WRITTEN PROBLEM » Could you copy the records below word for word, starting with the line that contains "Records indicate the oven" and going on through the line that contains "233;259;280;270"?

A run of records

— Start —

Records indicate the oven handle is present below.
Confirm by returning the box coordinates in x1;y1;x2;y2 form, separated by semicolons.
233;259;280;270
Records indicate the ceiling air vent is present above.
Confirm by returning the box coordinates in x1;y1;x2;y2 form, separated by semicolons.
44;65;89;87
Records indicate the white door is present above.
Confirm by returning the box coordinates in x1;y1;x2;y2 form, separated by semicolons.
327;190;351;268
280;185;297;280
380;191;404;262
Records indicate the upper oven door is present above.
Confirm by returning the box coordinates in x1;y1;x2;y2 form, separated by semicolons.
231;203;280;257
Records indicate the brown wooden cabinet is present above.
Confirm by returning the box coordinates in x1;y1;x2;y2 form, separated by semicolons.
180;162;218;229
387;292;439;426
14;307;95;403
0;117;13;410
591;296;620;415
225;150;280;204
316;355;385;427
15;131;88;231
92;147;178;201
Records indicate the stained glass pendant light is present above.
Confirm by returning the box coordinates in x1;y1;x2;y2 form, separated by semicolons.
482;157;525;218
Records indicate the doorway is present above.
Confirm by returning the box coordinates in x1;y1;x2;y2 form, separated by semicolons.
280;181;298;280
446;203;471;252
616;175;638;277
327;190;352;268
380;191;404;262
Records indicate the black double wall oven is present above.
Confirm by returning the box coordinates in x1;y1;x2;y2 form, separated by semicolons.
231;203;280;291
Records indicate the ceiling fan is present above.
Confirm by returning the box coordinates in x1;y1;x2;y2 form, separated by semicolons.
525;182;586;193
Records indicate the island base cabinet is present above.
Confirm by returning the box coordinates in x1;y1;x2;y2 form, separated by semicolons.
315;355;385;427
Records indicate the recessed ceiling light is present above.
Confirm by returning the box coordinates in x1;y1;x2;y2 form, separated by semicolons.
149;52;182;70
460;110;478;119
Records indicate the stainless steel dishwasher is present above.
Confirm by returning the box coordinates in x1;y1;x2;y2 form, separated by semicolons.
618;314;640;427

— End —
— Start —

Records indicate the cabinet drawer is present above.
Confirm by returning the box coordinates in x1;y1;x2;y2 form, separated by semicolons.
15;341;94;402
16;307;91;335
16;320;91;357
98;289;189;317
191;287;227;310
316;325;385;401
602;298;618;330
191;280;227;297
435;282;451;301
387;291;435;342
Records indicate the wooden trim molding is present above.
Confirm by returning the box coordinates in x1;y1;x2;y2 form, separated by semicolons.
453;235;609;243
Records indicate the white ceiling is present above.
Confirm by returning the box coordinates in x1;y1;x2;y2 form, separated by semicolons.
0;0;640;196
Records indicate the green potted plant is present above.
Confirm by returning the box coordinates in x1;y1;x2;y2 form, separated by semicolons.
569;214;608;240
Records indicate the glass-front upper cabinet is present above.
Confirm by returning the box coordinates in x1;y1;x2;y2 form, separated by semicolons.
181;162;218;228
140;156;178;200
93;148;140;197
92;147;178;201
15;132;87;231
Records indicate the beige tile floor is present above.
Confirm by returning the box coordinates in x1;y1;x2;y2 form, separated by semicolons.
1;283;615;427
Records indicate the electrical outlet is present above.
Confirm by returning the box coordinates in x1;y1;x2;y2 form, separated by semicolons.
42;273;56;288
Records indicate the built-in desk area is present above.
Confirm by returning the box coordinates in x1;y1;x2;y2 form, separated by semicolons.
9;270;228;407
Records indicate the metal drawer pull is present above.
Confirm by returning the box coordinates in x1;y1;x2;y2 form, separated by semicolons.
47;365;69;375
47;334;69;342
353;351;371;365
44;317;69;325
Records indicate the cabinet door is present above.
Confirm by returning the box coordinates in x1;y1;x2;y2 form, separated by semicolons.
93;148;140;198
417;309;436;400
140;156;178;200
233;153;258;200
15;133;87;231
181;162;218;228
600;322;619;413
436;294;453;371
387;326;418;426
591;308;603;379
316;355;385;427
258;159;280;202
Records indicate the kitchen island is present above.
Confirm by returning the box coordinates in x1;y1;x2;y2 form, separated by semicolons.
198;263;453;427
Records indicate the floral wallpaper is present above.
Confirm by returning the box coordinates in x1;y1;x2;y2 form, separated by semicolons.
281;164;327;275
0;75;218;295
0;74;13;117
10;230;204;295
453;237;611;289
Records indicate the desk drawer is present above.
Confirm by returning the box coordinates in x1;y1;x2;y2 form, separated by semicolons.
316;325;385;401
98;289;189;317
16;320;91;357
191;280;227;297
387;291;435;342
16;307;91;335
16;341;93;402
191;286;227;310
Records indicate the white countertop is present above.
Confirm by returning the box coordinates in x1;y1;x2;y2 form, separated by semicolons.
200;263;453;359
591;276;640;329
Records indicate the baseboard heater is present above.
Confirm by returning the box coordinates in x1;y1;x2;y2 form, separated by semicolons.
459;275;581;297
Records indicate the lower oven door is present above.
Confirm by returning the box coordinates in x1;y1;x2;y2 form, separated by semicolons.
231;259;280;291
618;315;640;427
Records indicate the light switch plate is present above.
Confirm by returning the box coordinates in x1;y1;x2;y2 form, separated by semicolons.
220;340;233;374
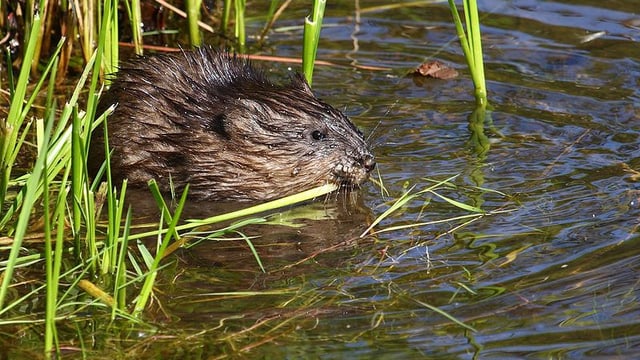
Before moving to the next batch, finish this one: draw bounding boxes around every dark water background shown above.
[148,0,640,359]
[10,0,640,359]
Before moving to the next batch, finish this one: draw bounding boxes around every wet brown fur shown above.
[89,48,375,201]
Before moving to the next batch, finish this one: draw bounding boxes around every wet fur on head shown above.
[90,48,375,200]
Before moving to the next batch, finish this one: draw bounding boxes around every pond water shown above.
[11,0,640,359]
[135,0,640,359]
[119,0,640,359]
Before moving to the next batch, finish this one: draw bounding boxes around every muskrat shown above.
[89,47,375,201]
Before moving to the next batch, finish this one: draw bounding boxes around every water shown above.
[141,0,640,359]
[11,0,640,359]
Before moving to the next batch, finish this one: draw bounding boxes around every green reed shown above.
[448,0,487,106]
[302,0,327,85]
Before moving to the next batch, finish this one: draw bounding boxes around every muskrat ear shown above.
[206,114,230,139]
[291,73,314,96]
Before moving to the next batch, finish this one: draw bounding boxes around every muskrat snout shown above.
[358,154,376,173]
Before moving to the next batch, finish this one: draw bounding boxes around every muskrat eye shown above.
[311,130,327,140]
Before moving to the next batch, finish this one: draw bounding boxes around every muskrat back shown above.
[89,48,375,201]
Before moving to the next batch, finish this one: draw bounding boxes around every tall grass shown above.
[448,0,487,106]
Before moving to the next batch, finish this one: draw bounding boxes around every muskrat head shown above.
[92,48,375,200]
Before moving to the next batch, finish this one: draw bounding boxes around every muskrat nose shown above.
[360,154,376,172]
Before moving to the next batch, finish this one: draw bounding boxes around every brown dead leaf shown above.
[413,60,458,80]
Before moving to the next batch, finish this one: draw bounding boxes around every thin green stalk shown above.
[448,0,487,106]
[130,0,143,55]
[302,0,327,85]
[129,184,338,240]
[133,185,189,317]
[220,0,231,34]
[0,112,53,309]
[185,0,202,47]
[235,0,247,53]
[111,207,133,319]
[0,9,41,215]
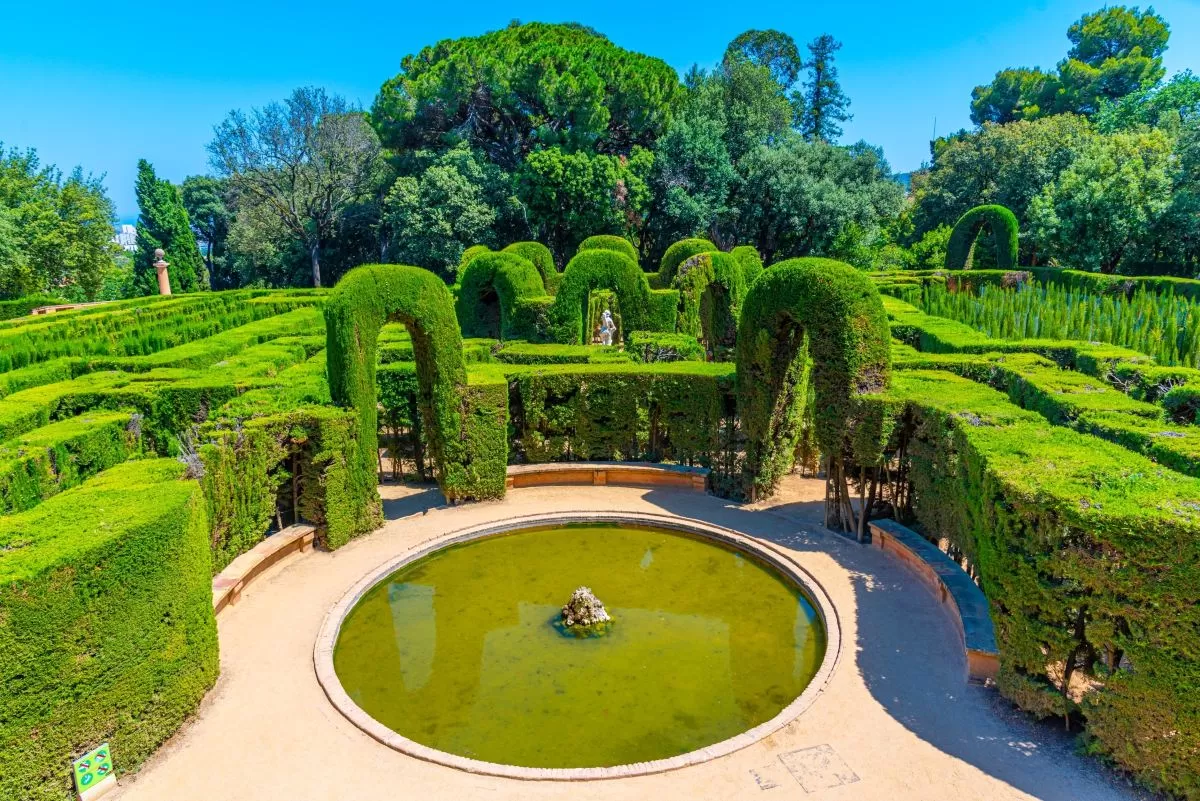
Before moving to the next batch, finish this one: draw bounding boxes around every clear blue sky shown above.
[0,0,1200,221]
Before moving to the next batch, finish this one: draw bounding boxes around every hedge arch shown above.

— End —

RESPONSE TO THE TASK »
Records indicate the oven handle is present below.
Confirm by returning the box coordinates in x1;y1;x2;y2 form, separated by semicolons.
233;259;280;270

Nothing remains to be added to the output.